Problem description:
Your answer should be the complete set of entries, transcribed exactly.

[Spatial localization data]
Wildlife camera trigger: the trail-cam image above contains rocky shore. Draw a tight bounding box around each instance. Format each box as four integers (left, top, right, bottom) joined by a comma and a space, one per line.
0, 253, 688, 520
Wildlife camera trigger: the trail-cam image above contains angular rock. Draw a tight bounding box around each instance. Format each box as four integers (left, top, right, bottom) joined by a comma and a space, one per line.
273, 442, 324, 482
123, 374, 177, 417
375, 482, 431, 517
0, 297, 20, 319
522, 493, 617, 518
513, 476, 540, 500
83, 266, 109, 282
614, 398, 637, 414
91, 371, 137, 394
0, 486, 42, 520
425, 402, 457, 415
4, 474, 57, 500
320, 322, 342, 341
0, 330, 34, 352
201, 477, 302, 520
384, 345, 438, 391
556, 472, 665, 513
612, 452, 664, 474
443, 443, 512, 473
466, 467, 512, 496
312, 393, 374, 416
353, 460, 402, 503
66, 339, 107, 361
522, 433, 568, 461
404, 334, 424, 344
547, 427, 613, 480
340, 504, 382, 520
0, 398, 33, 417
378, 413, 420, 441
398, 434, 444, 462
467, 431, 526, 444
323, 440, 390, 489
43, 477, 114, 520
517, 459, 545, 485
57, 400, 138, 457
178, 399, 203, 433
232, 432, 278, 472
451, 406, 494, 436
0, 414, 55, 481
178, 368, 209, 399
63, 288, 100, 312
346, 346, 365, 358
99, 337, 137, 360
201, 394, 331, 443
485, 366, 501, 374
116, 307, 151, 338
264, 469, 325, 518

Your response:
Wildlife camera trigger: the trail-cam image above contains rocky shore. Draw a tight bounding box around each instance. Format each box as four integers (left, top, right, bottom) joined by a comma and a space, one per line.
0, 253, 688, 520
Wildlife camera trigger: the trail-cam image above contains angular rock. Draw a tight bounding box around each instance. Format each box as four integers (left, top, right, bottom) joined by a comma and a space, one per line.
273, 442, 324, 482
123, 374, 177, 417
375, 482, 431, 517
0, 297, 20, 319
522, 493, 617, 518
513, 476, 540, 500
83, 266, 109, 282
614, 398, 637, 414
91, 371, 137, 394
0, 486, 42, 520
425, 402, 457, 415
4, 474, 57, 500
320, 322, 342, 341
0, 330, 34, 352
201, 477, 302, 520
384, 345, 438, 391
556, 472, 665, 513
612, 452, 664, 474
443, 443, 512, 473
466, 467, 512, 496
312, 393, 374, 416
353, 460, 402, 503
66, 339, 107, 361
522, 433, 568, 461
404, 334, 424, 344
547, 427, 613, 480
340, 504, 382, 520
0, 398, 33, 417
378, 413, 420, 441
398, 434, 444, 462
467, 431, 526, 444
323, 440, 390, 489
43, 477, 114, 520
517, 459, 545, 485
57, 400, 138, 457
178, 399, 203, 433
232, 432, 278, 472
451, 406, 494, 436
0, 414, 55, 481
178, 368, 209, 399
63, 288, 100, 312
346, 346, 365, 358
99, 337, 137, 360
201, 394, 331, 443
485, 366, 501, 374
116, 307, 151, 338
264, 469, 325, 518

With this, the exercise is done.